REQUIREMENT >> Print the stretch of the comments on addressing professors from "Interesting--from many angles." through "generational as well.", word for word.

## begin TEXT EXTRACT

Interesting--from many angles. As an older student at a community college, I am older than most of my professors. I also have been brought up to raise my hand in class, so there's a certain amount of respect I not only feel, but feel is necessary towards authority. Not until I went through three of his classes and now sit beside him on an equal basis in a writing group have I been able to call my former professor by his first name. So it's not just culturally generated but generational as well.

A second point I'd like to make is that while I too am a laidback jeans & flannel shirt type in my adamant old age, I have "tested" student reaction to me by wearing a dress, or a more matronly outfit to see if it made a difference. It did; the younger students seemed a bit more aloof or intimidated, while the older ones simply asked if I were going to a job interview or a funeral.


I let my students call me whatever they feel comfortable with, which is usually my first name. But I remember that throughout my undergraduate education and for most of my career as a grad student I insisted on addressing my instructors as "Professor x" rather than by their first names -- even when this provoked bemusement or irritation. As it seemed to me then, being on a first name basis with one's instructors was just a way of obscuring the real power relation. (This is where a college instructor is different from a pastor -- the latter may demand your respect, but has no material power over you.) Who benefits from maintaining a veneer of equality when the fundamental reality is very different? As I say, I felt strongly about this once; I guess I haven't worried about it so much now that I'm on the other end of the power differential, which maybe just goes to prove my (original) point.

## end TEXT EXTRACT
## begin DATASET EXCERPTS

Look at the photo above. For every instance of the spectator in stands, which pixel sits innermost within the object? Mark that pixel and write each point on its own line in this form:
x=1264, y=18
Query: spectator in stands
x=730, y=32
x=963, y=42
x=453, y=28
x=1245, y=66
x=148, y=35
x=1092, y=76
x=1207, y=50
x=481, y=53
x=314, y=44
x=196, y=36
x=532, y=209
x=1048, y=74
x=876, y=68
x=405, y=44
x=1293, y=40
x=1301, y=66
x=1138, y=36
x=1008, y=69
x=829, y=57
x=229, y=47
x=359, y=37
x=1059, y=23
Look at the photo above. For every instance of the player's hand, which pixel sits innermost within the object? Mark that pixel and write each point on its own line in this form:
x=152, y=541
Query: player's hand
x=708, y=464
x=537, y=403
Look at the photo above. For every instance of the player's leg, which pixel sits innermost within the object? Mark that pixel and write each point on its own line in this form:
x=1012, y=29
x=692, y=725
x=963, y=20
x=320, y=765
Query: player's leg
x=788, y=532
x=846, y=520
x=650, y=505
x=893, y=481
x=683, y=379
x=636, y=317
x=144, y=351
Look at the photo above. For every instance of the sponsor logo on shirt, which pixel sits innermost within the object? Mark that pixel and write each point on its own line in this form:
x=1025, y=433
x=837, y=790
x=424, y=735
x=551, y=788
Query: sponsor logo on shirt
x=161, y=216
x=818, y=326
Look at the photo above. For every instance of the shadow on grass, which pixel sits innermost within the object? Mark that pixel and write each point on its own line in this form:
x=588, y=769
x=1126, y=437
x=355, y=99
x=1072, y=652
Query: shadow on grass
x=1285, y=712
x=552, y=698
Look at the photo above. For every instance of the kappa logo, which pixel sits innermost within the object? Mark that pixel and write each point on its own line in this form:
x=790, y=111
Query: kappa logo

## end DATASET EXCERPTS

WRITTEN SOLUTION >>
Interesting--from many angles. As an older student at a community college, I am older than most of my professors. I also have been brought up to raise my hand in class, so there's a certain amount of respect I not only feel, but feel is necessary towards authority. Not until I went through three of his classes and now sit beside him on an equal basis in a writing group have I been able to call my former professor by his first name. So it's not just culturally generated but generational as well.